[Selected passage]
In many ways, the similarity between dividing cancer cells and my theoretical cells with their constant ratio of surface area to volume was rather difficult to escape. But I was totally foxed by this particular cancer cell:
Nasty piece of work, isn’t it? I think I may have known someone who had brain cancer like this. He said that he had spiders growing in his head. And this was probably what he meant. Fortunately, those aren’t real legs. This cancer cell doesn’t walk around.
But I couldn’t see how a cell could get to grow like this.
But then I thought that my investigation thus far had led me to believe that normal cells had a narrow growth strip around them which resulted in them developing a narrow notch, and producing perfect replicas of themselves. And that cancer cells (the kind I was looking at yesterday) had wide growth strips around them, which produced long double cones separating the two ends of the growing cell. What if some cells had growth regions dotted all over them where new internal volume and surface area were added in a constant ratio? What would these cells do?

[Information provided]

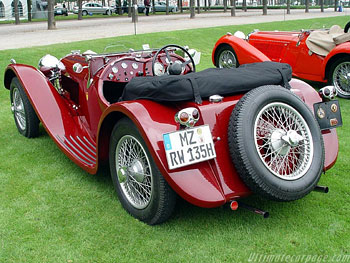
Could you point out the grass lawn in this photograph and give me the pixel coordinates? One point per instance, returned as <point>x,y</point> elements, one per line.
<point>53,211</point>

[What this exercise asks]
1. According to the cancer-cell passage, why do normal cells produce perfect replicas of themselves, and what do the wide growth strips of cancer cells lead to instead? Answer in one to three sentences.
2. Do these statements agree with the cancer-cell passage? Answer yes or no for each, quoting the deciding words of the passage. (a) The person the writer may have known said there were spiders growing in his head. (b) The spidery cancer cell walks around. (c) Normal cells have wide growth strips around them.
The lines are separate material from the text.

[Problem solutions]
1. Normal cells have a narrow growth strip around them, which makes them develop a narrow notch and so produce perfect replicas of themselves. The cancer cells the writer looked at have wide growth strips, which produce long double cones separating the two ends of the growing cell.

2.
(a) Yes: "He said that he had spiders growing in his head."
(b) No: "This cancer cell doesn’t walk around."
(c) No: "normal cells had a narrow growth strip around them"